• Written task
In the entries below, edit the stretch from the line containing "the black window" through the line containing "(1201, 326)". Swap "shutter" for "frame", keep everything else unchanged, and return only those lines.
┌──
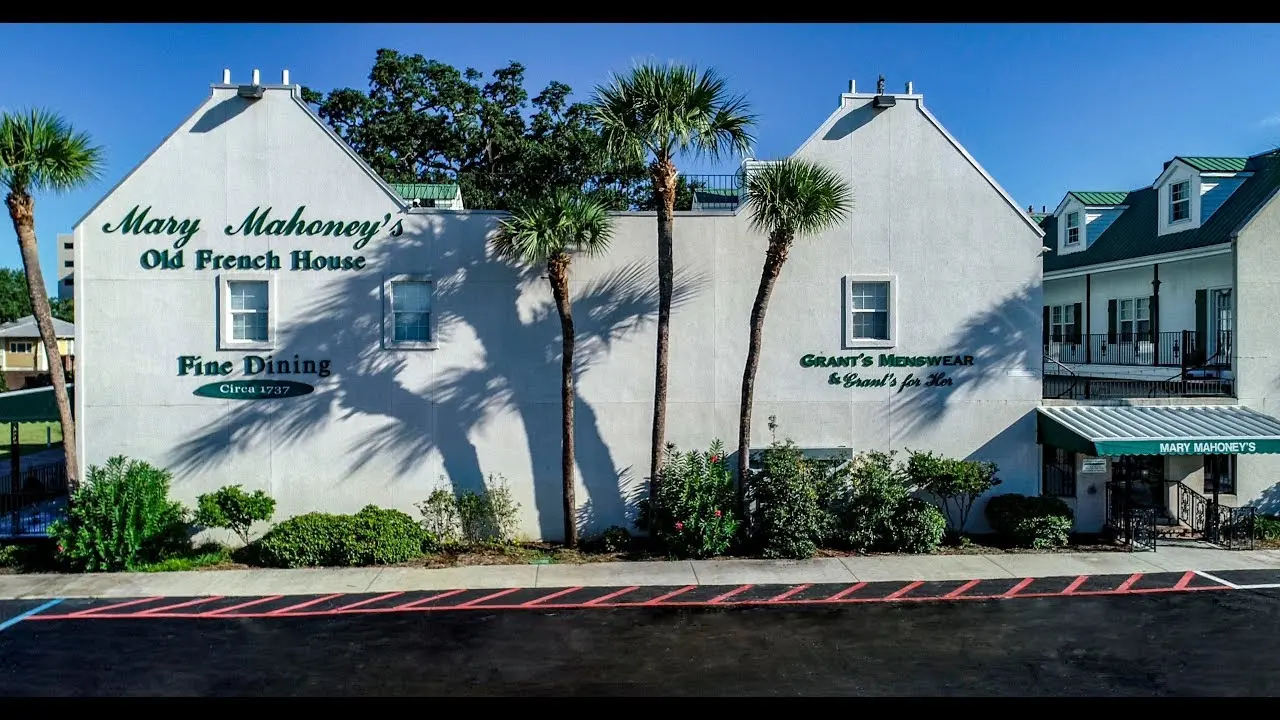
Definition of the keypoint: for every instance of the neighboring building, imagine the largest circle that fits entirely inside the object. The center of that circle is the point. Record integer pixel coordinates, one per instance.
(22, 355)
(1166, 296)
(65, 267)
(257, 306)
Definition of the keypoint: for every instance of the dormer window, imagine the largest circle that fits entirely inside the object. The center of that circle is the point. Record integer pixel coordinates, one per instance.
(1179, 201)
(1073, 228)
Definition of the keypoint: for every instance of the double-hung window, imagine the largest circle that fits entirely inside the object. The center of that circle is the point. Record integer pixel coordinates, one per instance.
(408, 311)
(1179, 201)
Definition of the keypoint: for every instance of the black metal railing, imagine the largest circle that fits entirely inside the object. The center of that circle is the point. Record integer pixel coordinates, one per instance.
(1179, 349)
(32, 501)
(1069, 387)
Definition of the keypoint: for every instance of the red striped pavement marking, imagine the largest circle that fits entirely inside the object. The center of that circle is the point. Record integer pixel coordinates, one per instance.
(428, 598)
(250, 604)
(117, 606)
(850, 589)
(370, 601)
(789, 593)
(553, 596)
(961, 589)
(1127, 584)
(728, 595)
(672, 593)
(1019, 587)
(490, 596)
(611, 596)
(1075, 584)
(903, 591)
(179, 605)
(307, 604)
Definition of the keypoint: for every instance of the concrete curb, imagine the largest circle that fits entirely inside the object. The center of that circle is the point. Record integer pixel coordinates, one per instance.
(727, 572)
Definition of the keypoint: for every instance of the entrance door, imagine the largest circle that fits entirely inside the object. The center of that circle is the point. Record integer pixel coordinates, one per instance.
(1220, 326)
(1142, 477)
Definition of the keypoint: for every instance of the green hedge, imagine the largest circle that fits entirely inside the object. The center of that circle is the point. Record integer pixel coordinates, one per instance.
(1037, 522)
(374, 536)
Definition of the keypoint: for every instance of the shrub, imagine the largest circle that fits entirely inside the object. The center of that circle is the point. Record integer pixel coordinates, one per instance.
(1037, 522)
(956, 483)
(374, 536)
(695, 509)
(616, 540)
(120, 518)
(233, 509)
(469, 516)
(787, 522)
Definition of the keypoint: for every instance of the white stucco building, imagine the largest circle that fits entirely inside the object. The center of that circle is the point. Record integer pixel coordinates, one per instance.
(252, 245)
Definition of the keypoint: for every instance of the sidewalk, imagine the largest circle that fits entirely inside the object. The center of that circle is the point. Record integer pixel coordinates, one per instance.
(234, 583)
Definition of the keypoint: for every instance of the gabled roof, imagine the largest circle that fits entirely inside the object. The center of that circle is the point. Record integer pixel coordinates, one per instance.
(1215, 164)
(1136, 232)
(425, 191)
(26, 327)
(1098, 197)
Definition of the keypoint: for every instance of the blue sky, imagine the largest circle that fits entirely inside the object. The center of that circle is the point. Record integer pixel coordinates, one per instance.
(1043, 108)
└──
┌──
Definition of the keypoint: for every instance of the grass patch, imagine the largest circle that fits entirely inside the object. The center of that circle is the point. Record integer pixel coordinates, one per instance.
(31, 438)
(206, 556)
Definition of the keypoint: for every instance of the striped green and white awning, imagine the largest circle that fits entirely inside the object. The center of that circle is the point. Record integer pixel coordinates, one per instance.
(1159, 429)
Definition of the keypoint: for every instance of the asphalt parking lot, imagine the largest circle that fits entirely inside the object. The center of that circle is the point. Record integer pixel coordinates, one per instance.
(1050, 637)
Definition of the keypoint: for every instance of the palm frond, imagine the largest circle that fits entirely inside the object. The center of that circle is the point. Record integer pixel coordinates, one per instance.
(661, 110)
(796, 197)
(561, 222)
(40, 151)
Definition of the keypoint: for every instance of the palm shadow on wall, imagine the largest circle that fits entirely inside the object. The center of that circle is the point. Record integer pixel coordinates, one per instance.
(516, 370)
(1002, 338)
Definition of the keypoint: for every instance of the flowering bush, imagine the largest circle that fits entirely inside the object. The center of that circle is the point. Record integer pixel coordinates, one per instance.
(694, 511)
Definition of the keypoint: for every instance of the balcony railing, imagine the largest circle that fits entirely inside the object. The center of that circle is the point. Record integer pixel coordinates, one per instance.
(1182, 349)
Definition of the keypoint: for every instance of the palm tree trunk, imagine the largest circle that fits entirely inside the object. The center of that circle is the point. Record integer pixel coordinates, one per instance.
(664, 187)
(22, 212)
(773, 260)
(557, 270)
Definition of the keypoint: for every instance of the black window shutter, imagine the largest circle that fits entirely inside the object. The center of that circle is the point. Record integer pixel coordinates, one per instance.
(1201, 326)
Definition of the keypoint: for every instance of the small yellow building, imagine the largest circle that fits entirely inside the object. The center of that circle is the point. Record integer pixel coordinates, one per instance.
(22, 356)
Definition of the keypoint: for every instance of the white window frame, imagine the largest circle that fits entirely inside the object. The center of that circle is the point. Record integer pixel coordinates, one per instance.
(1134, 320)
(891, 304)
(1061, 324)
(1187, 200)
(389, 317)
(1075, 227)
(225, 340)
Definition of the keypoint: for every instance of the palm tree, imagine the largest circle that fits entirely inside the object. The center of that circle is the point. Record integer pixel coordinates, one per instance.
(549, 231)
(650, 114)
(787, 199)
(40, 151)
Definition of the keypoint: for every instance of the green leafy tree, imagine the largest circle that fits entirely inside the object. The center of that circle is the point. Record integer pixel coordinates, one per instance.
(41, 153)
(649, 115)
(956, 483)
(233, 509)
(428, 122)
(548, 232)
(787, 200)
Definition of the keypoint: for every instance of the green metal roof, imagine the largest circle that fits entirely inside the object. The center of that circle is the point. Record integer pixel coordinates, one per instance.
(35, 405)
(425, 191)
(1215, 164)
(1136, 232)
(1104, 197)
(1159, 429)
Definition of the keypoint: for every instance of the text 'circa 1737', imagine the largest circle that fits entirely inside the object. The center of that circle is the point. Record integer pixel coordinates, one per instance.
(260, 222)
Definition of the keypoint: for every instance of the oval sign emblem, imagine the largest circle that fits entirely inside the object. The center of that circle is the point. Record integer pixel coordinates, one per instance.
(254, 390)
└──
• Right answer
Definition of the keypoint: for every instance of the black window frame, imagine the largest circle that fits entirely inside the object. The center of that circle is the point. Record integer pixel coordinates, one per instance.
(1201, 326)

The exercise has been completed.